### Exercise prompt
Exactly as they stand, write out all of the entries again.

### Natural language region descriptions
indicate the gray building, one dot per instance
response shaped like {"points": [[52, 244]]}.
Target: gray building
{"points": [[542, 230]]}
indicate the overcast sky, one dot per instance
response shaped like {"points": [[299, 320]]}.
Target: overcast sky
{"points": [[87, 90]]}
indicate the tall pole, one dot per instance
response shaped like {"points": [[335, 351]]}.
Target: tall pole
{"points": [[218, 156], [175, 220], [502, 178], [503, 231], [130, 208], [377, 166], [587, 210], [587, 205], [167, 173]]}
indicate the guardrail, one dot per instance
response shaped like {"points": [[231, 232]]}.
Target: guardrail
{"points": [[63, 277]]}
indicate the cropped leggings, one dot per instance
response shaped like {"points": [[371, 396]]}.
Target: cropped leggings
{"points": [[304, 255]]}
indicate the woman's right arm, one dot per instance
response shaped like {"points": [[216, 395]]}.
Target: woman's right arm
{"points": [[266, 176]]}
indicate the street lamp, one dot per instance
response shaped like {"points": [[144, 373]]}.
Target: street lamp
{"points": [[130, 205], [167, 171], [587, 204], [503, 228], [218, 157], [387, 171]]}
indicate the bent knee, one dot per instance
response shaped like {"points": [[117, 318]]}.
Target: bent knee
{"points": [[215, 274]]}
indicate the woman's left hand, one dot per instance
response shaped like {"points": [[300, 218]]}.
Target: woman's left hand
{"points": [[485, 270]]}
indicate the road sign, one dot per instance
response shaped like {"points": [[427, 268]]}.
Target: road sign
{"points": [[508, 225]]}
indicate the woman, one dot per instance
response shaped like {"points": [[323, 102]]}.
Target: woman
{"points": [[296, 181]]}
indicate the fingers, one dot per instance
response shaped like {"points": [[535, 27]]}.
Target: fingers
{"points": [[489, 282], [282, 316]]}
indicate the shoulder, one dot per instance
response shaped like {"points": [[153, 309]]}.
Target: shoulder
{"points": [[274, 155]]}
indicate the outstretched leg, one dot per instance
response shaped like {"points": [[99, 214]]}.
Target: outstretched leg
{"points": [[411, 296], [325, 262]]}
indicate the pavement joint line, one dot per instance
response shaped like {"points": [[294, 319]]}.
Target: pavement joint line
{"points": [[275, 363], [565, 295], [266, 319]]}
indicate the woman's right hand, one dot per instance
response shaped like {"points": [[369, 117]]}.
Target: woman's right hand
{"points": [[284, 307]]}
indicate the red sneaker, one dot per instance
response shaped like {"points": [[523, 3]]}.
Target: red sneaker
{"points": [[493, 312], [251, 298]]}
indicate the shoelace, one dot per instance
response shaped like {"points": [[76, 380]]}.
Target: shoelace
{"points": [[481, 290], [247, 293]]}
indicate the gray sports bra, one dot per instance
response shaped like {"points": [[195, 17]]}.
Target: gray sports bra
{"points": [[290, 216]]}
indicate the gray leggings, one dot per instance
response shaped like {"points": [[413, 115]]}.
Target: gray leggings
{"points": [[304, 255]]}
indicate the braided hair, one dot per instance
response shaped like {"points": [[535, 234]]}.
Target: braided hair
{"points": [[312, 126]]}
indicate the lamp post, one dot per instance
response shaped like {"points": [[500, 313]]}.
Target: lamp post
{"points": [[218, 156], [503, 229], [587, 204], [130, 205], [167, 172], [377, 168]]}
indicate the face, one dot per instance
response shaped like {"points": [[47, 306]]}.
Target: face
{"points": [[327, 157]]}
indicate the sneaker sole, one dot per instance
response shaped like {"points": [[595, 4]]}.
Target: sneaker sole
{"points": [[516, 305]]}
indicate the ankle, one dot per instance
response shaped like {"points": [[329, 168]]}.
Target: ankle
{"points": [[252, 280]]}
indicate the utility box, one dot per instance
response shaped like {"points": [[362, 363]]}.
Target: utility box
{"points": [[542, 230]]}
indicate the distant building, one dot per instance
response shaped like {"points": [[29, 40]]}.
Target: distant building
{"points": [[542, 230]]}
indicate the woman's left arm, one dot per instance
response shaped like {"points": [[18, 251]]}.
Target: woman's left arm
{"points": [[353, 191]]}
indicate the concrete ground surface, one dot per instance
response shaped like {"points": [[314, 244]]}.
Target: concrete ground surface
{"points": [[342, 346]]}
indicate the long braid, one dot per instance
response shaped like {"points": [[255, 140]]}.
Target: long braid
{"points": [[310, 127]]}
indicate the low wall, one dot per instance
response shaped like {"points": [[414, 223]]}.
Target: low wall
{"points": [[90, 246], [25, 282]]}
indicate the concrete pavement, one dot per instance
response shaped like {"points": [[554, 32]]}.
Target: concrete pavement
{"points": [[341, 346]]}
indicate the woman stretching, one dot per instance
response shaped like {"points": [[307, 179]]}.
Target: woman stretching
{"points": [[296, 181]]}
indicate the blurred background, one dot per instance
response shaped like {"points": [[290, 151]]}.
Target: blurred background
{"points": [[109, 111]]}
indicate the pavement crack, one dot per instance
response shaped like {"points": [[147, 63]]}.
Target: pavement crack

### Result
indicate the gray building, one dot per instance
response shaped like {"points": [[52, 244]]}.
Target: gray building
{"points": [[542, 230]]}
indicate the overcast sky, one dot per instance
response shaped like {"points": [[299, 320]]}.
Target: overcast sky
{"points": [[87, 90]]}
indicate the tall pole, one dot per instance
response shaped like {"points": [[335, 351]]}.
Target: tall pole
{"points": [[218, 156], [175, 220], [502, 178], [503, 231], [130, 208], [377, 166], [587, 210], [587, 205], [167, 173]]}
indicate the guardrail, one dot per instance
response shaped like {"points": [[231, 232]]}.
Target: guardrail
{"points": [[63, 277]]}
indicate the cropped leggings, one dot per instance
response shaped like {"points": [[371, 396]]}.
Target: cropped leggings
{"points": [[304, 255]]}
indicate the woman's right arm, one dot per instance
response shaped like {"points": [[216, 395]]}.
Target: woman's right arm
{"points": [[266, 176]]}
indicate the street lamp, one dot per instance
response shaped like {"points": [[144, 373]]}.
Target: street lamp
{"points": [[130, 205], [167, 171], [587, 204], [503, 228], [218, 157], [387, 171]]}
indicate the bent knee, one dot per instance
response shaped like {"points": [[117, 318]]}.
Target: bent knee
{"points": [[215, 274]]}
indicate the woman's left hand, one dot per instance
response shaped like {"points": [[300, 218]]}.
Target: woman's left hand
{"points": [[485, 270]]}
indicate the road sign, one dot per instance
response shaped like {"points": [[427, 268]]}.
Target: road sign
{"points": [[508, 225]]}
indicate the woman, one dot per instance
response shaped like {"points": [[323, 102]]}.
Target: woman
{"points": [[296, 181]]}
indicate the fingers, one dot per instance
response shaped like {"points": [[535, 27]]}.
Target: fingers
{"points": [[489, 282], [282, 316]]}
indicate the shoulder, one dot per instance
response shaped like {"points": [[153, 309]]}.
Target: shoulder
{"points": [[274, 155]]}
indicate the outstretched leg, one dot per instance
response shaped like {"points": [[99, 214]]}.
Target: outstretched leg
{"points": [[411, 296], [325, 262]]}
indicate the pavement joint line, one dot per instance
response shaped like {"points": [[294, 319]]}.
Target: pavement joint line
{"points": [[275, 363], [565, 295], [266, 319]]}
indicate the woman's right hand, one dot per instance
response shaped like {"points": [[369, 117]]}.
Target: woman's right hand
{"points": [[284, 307]]}
indicate the red sneaker, one dot per instance
response shaped like {"points": [[523, 3]]}.
Target: red sneaker
{"points": [[493, 312], [251, 298]]}
indicate the shoelace, one dot per instance
response shaped like {"points": [[76, 380]]}.
Target: shoelace
{"points": [[481, 290], [247, 293]]}
indicate the gray sports bra, one dot per instance
response shaped like {"points": [[195, 17]]}.
Target: gray sports bra
{"points": [[290, 216]]}
indicate the gray leggings, one dot per instance
response shaped like {"points": [[413, 115]]}.
Target: gray leggings
{"points": [[304, 255]]}
indicate the braided hair, one dot per instance
response shaped like {"points": [[535, 234]]}.
Target: braided hair
{"points": [[312, 126]]}
indicate the lamp post, one dot per instance
response shaped like {"points": [[500, 313]]}.
Target: lamp post
{"points": [[218, 156], [503, 229], [587, 204], [130, 205], [167, 172], [377, 168]]}
indicate the face, one dot per instance
response shaped like {"points": [[47, 306]]}.
Target: face
{"points": [[327, 157]]}
indicate the sneaker sole, one dot per instance
response shaped like {"points": [[595, 4]]}.
Target: sneaker sole
{"points": [[516, 305]]}
indicate the ankle, one dot per instance
response shaped like {"points": [[329, 168]]}.
Target: ankle
{"points": [[252, 280]]}
indicate the utility box, one dot per instance
response shaped like {"points": [[362, 363]]}.
Target: utility box
{"points": [[542, 230]]}
indicate the distant building, one dot per instance
response shaped like {"points": [[29, 40]]}.
Target: distant building
{"points": [[542, 230]]}
indicate the woman's left arm, one dot per instance
response shaped like {"points": [[18, 251]]}.
Target: woman's left arm
{"points": [[353, 191]]}
indicate the concrete ground surface, one dot per instance
response shaped like {"points": [[314, 244]]}.
Target: concrete ground surface
{"points": [[342, 346]]}
indicate the long braid, one dot per instance
response shaped like {"points": [[255, 140]]}.
Target: long braid
{"points": [[310, 127]]}
indicate the low wall, one dot per instance
response shaped like {"points": [[414, 223]]}.
Target: low wall
{"points": [[90, 246], [25, 282]]}
indicate the concrete pavement, one dot per instance
response shaped like {"points": [[554, 32]]}.
Target: concrete pavement
{"points": [[341, 346]]}
indicate the woman stretching, one dot per instance
response shaped like {"points": [[307, 179]]}.
Target: woman stretching
{"points": [[296, 181]]}
indicate the blurred background, one dot per instance
response shaped like {"points": [[290, 151]]}.
Target: blurred background
{"points": [[109, 111]]}
indicate the pavement crack, one dot per instance
response shaped like {"points": [[147, 63]]}.
Target: pavement crack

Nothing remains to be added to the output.